-- Task brief --
Exact copy, pictures excluded: set down only the lines from the one with "Expected behaviour: for every instance of the bromeliad" through the end of the entries, keeping both end lines.
[Opening Supplied data section]
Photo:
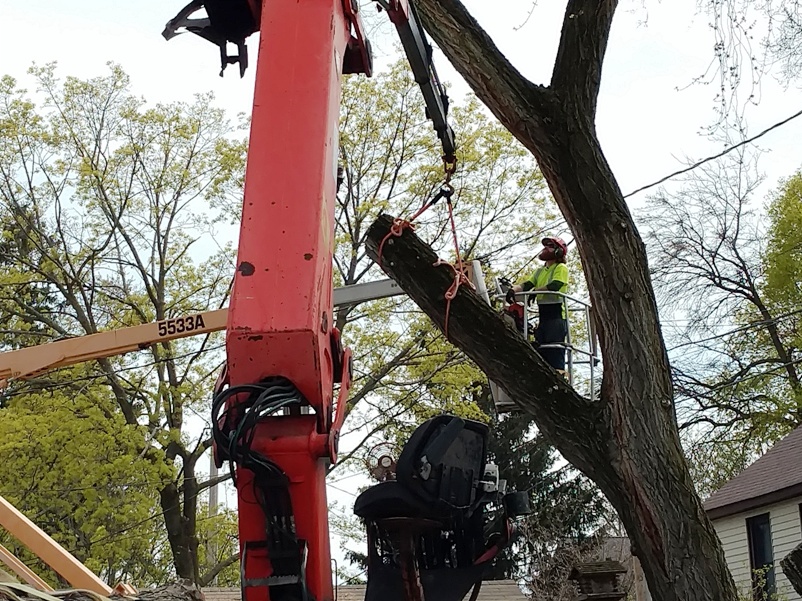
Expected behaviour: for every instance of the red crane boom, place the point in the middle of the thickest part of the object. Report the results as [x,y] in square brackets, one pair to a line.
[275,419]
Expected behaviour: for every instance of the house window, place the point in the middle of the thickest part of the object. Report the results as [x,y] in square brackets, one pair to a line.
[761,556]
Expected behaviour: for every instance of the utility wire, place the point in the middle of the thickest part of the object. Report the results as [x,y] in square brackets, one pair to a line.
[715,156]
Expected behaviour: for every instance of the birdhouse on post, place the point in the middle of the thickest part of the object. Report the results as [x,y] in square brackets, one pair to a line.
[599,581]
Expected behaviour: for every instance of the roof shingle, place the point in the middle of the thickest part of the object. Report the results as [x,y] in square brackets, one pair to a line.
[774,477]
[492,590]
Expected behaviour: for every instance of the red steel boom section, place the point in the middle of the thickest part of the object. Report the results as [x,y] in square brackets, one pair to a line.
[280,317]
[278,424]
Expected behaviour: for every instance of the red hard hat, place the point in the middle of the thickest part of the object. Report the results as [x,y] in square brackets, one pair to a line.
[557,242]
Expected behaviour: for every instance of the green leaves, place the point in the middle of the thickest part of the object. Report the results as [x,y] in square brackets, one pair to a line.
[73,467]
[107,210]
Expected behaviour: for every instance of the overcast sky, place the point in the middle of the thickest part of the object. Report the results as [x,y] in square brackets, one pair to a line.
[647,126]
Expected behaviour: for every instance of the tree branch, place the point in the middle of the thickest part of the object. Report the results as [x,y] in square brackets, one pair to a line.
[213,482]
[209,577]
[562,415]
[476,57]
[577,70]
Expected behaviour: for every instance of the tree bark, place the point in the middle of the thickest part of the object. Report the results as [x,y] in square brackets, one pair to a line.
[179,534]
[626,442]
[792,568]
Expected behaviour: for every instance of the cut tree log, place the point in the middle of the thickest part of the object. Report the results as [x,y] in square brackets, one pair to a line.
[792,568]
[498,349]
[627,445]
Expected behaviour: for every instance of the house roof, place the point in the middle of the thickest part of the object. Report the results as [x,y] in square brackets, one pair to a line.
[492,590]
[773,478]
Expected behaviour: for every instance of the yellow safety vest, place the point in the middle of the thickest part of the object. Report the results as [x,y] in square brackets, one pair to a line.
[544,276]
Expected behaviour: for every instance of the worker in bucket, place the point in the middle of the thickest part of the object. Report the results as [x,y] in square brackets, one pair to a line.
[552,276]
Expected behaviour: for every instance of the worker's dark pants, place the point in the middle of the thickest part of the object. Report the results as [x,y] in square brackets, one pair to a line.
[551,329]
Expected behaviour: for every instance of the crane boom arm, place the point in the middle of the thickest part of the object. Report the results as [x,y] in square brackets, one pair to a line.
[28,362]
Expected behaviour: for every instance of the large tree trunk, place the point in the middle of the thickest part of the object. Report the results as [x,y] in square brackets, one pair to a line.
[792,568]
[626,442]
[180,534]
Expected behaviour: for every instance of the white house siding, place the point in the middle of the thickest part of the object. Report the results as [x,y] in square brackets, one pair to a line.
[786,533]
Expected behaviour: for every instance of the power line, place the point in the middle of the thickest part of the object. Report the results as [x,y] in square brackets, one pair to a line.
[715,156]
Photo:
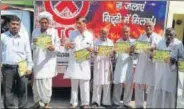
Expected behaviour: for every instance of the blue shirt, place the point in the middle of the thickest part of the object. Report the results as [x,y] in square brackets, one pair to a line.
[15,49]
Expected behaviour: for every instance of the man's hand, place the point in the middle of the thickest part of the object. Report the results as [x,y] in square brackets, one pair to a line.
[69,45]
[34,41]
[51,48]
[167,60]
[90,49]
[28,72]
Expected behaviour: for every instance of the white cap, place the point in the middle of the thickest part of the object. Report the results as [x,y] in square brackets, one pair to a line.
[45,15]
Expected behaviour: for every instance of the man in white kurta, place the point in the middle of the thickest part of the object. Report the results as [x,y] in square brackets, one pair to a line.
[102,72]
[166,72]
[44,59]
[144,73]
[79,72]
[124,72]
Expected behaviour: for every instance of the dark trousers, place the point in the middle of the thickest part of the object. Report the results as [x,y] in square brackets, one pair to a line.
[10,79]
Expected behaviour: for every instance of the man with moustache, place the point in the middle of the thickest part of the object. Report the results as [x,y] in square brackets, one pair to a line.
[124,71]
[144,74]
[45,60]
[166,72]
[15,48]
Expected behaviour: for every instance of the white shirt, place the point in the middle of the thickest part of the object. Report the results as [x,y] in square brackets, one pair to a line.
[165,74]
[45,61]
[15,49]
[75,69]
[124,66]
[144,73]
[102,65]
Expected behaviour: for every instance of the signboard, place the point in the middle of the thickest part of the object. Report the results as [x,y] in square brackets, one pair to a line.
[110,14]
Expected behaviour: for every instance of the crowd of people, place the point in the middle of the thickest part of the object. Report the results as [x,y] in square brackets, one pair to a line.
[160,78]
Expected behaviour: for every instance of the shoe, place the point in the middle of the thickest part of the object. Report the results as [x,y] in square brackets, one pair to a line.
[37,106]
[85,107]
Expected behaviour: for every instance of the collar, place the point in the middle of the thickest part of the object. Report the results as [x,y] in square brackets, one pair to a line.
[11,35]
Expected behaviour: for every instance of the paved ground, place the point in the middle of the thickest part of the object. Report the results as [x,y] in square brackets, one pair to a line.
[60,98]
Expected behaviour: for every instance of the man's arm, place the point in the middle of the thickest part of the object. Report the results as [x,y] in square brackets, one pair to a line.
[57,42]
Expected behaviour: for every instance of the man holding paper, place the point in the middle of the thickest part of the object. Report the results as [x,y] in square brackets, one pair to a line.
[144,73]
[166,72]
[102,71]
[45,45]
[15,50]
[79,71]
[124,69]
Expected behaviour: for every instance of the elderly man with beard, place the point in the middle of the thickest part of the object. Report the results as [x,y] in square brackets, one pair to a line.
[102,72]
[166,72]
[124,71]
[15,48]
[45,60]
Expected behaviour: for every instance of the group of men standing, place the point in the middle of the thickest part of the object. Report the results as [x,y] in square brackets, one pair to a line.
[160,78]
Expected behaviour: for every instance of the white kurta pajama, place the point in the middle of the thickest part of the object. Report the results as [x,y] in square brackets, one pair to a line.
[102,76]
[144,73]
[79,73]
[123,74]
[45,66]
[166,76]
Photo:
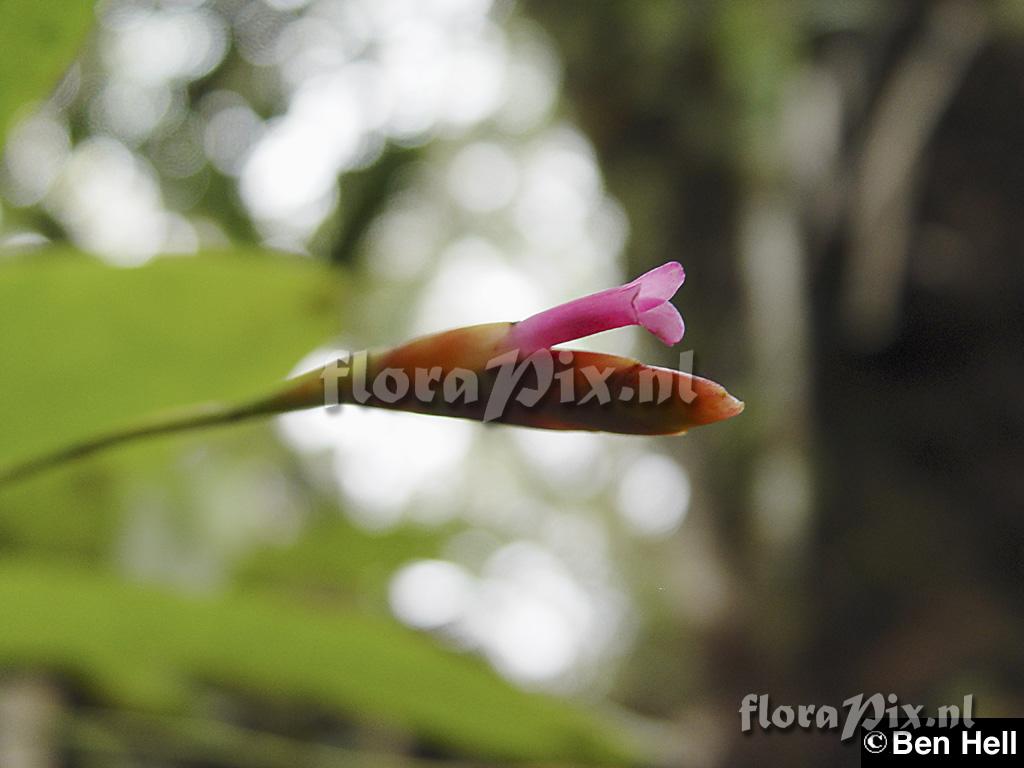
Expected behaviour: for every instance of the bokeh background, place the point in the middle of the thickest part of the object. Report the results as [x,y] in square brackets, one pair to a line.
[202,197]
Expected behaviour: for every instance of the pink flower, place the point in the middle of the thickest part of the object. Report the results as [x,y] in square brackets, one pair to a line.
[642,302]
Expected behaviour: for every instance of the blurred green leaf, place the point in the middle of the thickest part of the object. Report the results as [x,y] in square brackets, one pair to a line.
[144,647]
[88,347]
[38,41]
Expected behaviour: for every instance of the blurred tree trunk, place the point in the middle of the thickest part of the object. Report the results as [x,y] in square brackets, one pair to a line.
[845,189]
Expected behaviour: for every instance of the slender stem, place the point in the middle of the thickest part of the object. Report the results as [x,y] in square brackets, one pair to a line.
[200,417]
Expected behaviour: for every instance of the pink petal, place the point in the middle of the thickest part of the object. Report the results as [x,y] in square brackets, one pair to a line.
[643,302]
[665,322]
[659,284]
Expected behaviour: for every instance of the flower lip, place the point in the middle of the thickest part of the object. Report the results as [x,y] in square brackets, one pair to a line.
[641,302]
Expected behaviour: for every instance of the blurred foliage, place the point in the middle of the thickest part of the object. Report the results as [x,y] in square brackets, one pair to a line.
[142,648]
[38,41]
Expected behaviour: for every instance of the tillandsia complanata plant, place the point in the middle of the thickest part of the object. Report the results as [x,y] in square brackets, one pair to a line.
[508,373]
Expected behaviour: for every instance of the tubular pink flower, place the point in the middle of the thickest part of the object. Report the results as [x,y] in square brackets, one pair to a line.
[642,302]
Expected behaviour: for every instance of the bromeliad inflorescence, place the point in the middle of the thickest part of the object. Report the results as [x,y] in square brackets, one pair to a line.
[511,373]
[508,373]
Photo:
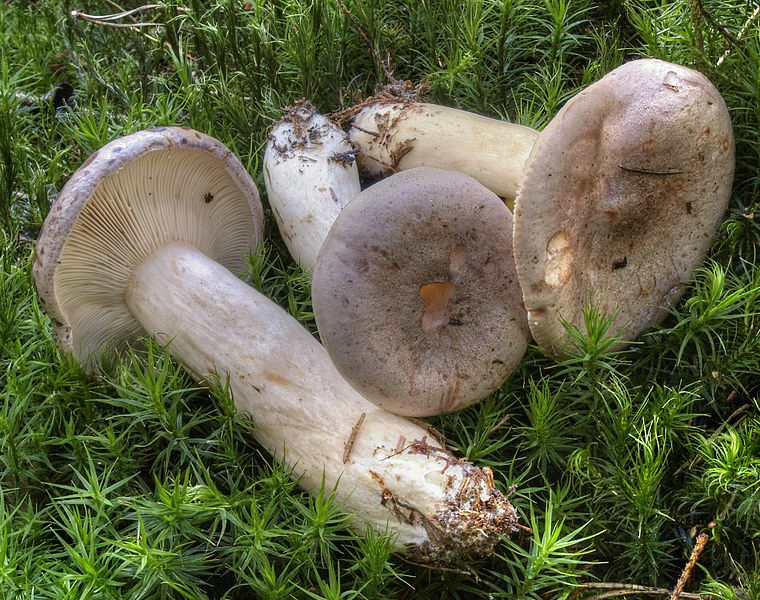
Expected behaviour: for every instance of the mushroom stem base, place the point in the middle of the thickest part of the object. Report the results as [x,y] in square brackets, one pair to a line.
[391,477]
[Closing Supplied data section]
-- Your solution --
Expected behaviour: for every instance of the bromeliad inflorescence, place the point in the middle of the thickest part of the object. Report the results as [x,y] in square brackets, one pair to a line.
[511,373]
[508,373]
Photo:
Expected behaviour: for every instance of the mushroom stem base, place the point in the middle of the thickest part of the object. Report the results as [x,y] in square brackets, one pair to a line.
[391,477]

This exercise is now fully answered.